| Available records |
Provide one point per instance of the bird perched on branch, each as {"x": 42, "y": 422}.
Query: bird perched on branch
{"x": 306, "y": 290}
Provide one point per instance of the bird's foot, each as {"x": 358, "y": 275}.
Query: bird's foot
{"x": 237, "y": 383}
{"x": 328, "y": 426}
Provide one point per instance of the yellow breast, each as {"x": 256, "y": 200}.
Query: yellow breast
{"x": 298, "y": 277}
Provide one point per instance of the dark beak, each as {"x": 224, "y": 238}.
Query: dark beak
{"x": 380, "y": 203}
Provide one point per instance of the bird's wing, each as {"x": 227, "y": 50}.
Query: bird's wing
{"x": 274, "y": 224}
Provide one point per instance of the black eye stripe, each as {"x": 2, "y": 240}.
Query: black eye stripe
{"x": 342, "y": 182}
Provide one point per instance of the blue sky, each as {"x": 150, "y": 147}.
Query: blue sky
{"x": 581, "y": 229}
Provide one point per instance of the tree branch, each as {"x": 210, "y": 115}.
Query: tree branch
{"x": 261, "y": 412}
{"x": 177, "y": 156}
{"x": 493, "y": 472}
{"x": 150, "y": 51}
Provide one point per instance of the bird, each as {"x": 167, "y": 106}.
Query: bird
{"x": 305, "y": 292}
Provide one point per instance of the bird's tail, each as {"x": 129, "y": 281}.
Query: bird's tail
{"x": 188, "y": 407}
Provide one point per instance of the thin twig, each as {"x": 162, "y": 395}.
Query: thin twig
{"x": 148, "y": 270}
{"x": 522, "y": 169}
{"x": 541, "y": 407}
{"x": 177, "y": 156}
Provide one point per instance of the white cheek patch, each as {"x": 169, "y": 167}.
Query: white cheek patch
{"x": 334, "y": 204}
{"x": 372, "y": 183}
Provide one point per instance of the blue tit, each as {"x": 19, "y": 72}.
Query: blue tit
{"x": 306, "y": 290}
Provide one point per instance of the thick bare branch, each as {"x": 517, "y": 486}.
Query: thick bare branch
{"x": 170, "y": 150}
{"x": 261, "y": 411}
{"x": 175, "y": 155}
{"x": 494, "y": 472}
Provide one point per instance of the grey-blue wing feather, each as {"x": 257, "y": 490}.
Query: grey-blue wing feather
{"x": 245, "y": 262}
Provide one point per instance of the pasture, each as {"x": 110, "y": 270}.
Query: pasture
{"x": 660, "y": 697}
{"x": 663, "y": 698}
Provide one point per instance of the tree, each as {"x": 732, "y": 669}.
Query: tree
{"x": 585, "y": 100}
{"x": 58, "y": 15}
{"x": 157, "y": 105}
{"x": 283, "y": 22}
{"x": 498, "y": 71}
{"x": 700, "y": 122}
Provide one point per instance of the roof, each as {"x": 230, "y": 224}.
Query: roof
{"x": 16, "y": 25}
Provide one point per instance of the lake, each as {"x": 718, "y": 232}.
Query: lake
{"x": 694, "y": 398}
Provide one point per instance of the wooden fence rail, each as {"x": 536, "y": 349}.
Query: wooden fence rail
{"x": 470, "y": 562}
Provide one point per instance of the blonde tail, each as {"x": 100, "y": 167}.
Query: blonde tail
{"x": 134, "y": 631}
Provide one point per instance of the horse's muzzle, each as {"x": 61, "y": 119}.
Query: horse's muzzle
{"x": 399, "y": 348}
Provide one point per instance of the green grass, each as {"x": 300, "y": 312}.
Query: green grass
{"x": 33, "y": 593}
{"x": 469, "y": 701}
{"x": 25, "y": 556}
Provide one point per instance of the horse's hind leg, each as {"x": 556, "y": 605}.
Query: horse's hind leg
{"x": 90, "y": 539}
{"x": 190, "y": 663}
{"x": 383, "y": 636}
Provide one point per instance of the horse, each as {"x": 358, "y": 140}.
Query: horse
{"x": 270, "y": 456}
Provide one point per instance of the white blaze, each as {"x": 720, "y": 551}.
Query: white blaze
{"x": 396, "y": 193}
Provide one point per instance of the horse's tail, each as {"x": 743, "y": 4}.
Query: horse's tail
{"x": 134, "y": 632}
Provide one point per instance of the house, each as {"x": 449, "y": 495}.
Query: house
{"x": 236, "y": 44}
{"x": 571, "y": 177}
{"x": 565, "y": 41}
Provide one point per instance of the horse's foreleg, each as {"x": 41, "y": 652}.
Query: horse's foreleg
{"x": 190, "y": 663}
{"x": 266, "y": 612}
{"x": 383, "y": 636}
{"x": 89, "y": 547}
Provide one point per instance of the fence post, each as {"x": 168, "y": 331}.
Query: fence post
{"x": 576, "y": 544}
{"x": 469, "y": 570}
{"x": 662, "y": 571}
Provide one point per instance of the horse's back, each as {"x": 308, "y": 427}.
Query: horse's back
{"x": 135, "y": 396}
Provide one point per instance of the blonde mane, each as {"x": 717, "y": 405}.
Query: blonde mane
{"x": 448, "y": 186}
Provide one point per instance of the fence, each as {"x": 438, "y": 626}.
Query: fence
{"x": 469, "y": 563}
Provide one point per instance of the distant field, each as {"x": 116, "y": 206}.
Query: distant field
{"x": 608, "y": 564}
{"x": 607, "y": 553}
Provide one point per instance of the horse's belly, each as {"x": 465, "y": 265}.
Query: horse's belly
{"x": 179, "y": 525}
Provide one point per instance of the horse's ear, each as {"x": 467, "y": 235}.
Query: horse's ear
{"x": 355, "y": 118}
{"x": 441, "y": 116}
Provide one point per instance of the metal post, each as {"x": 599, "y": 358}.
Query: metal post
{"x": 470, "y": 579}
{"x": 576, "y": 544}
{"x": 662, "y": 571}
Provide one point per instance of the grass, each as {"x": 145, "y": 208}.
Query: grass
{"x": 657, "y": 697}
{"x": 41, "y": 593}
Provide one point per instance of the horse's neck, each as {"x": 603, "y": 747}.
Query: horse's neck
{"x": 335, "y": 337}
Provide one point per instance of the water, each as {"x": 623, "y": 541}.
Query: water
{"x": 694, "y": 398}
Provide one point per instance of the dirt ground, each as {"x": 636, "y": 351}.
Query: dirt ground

| Problem details |
Determine which lines above include the word "dirt", and report those lines in full.

| Answer to the problem |
Provide one point per instance of the dirt ground, each as {"x": 636, "y": 351}.
Query: dirt ground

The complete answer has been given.